■ Short exercise ■
Reproduce word for word the stretch from the line containing "Expected behaviour: the pointer locates the red cabin" through the last of the lines below. Omit the pictures.

(Excerpts of location labeling data)
= = = = =

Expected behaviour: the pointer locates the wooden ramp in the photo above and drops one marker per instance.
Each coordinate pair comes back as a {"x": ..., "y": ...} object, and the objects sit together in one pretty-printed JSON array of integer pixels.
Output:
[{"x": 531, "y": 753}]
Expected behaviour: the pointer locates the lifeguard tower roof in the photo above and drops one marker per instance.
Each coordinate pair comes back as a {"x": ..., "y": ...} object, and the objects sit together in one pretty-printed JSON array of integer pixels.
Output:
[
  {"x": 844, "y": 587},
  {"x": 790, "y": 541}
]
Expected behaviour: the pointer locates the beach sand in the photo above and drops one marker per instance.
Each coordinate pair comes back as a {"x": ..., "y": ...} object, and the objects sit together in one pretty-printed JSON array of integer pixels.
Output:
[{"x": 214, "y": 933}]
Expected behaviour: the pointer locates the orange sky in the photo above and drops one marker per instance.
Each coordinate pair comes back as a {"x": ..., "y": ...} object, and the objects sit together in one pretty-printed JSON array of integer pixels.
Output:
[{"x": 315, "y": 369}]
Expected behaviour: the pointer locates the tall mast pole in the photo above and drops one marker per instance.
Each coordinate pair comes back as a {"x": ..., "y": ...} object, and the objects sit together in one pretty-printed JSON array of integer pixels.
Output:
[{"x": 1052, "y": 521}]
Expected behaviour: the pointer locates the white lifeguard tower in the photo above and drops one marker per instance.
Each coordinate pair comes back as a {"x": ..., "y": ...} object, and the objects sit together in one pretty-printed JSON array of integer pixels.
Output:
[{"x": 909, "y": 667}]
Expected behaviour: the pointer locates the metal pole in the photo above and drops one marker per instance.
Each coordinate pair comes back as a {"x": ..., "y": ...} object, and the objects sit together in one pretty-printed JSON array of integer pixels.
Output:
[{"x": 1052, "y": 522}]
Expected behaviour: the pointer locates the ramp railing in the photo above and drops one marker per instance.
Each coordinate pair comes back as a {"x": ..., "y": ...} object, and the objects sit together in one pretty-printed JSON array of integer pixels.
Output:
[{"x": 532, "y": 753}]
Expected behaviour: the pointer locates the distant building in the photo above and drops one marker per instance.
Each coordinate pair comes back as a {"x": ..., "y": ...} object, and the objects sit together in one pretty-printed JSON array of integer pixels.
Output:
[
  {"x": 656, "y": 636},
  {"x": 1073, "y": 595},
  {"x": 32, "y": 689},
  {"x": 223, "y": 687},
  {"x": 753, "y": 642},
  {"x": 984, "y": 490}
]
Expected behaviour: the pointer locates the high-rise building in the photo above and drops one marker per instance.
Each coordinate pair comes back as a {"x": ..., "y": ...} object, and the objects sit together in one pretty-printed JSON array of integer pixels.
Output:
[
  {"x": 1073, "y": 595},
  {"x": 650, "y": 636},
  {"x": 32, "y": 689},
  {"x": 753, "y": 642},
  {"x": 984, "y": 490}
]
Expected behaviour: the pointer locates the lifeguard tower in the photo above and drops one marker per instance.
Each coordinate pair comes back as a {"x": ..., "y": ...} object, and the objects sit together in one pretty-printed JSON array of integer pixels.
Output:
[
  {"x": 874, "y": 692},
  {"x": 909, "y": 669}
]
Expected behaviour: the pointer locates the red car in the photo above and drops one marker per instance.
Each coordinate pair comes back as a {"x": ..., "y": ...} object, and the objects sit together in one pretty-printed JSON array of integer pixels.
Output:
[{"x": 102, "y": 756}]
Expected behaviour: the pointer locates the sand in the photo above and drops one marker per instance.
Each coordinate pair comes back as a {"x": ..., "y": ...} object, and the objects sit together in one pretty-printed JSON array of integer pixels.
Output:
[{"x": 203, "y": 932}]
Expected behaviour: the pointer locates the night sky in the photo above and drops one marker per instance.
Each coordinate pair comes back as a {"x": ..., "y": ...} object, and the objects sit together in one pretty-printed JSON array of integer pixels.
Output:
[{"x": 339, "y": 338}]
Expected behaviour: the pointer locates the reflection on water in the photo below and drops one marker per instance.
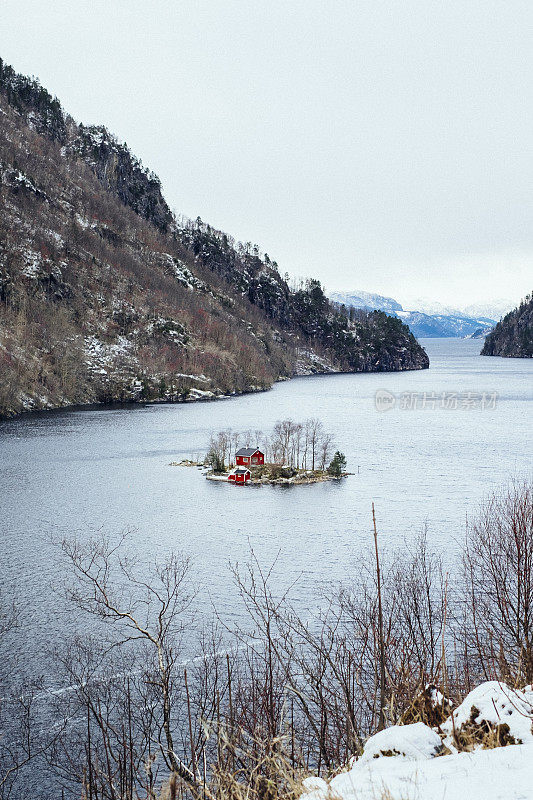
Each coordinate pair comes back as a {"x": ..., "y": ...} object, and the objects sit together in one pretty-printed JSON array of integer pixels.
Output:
[{"x": 107, "y": 468}]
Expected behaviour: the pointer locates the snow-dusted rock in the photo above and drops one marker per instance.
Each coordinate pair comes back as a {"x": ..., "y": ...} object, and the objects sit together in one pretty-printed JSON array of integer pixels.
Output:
[
  {"x": 481, "y": 717},
  {"x": 505, "y": 773},
  {"x": 414, "y": 742}
]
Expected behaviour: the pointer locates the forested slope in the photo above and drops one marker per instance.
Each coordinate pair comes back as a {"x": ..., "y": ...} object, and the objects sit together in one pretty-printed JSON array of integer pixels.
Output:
[
  {"x": 105, "y": 296},
  {"x": 513, "y": 335}
]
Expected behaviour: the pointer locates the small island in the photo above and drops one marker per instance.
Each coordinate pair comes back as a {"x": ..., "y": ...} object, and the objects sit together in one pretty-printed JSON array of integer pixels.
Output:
[{"x": 295, "y": 453}]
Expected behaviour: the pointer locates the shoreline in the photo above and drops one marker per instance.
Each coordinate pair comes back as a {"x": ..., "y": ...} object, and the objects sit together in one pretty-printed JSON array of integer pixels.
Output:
[{"x": 117, "y": 404}]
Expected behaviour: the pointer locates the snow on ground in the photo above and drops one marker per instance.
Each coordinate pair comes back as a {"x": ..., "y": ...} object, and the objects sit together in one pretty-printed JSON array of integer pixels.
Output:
[
  {"x": 414, "y": 742},
  {"x": 505, "y": 773},
  {"x": 494, "y": 703},
  {"x": 405, "y": 762}
]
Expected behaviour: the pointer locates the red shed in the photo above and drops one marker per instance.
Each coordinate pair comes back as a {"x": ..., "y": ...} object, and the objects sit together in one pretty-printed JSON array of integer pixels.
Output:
[
  {"x": 240, "y": 475},
  {"x": 249, "y": 456}
]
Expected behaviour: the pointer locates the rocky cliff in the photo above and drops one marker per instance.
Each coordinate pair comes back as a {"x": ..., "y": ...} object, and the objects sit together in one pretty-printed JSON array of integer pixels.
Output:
[
  {"x": 105, "y": 296},
  {"x": 513, "y": 335}
]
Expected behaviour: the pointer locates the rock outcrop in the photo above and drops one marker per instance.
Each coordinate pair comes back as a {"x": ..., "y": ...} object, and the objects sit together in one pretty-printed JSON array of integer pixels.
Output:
[
  {"x": 513, "y": 335},
  {"x": 105, "y": 296}
]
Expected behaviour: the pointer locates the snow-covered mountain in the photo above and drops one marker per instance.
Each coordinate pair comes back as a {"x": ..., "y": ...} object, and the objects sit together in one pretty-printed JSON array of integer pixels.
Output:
[{"x": 431, "y": 320}]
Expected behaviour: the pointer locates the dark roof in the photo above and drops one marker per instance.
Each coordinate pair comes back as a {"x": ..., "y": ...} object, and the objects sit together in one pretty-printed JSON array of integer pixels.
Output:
[{"x": 247, "y": 451}]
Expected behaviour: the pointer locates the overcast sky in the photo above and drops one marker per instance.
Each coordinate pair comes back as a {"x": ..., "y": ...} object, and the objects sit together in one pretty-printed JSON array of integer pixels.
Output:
[{"x": 385, "y": 146}]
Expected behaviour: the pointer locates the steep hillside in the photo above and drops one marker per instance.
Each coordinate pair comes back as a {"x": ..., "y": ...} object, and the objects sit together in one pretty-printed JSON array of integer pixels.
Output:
[
  {"x": 429, "y": 322},
  {"x": 105, "y": 296},
  {"x": 513, "y": 335}
]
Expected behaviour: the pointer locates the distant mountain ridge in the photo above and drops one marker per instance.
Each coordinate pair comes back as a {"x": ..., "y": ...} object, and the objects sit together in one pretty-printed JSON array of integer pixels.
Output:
[
  {"x": 513, "y": 335},
  {"x": 106, "y": 296},
  {"x": 445, "y": 323}
]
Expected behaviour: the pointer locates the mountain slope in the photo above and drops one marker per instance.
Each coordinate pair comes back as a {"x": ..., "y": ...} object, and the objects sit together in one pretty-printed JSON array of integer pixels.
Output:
[
  {"x": 443, "y": 322},
  {"x": 105, "y": 296},
  {"x": 513, "y": 335}
]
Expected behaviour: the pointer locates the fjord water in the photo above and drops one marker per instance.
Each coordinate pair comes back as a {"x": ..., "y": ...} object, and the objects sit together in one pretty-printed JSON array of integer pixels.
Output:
[{"x": 83, "y": 471}]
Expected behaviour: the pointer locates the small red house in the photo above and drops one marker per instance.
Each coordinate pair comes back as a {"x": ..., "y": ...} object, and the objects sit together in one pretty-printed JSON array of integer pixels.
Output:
[
  {"x": 240, "y": 475},
  {"x": 249, "y": 456}
]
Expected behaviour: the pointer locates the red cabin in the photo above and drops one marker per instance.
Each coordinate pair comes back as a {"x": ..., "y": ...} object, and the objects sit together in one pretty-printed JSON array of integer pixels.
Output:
[
  {"x": 240, "y": 475},
  {"x": 249, "y": 457}
]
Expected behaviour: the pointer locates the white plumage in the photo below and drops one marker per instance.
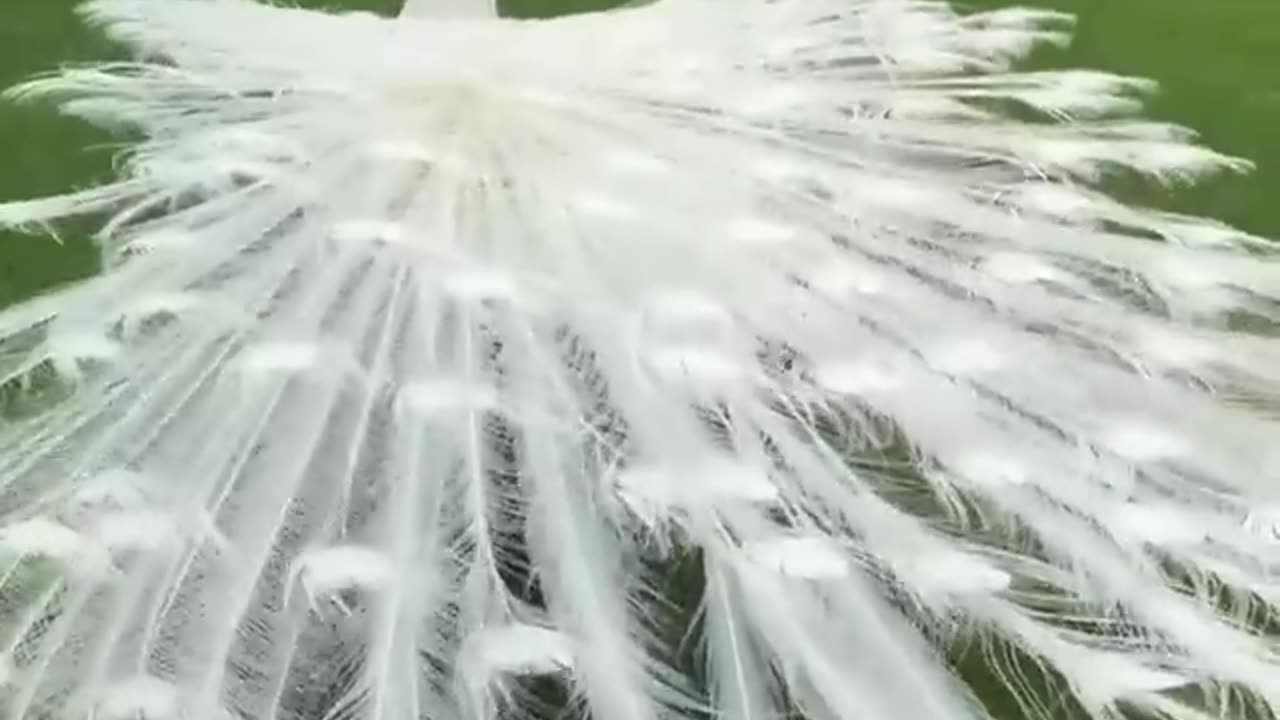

= = = = =

■ Answer to this problem ■
Expected behaviour: the pointer locates the red cabin in the photo above and drops one marker per instance.
Each coordinate pair comes back as a {"x": ..., "y": ...} object, and the objects sit together in one pretty-printed JSON array of integer pixels.
Output:
[
  {"x": 240, "y": 475},
  {"x": 249, "y": 457}
]
Expected behaviour: the pointer locates the white plumage in the photo below and drops one marker per instance.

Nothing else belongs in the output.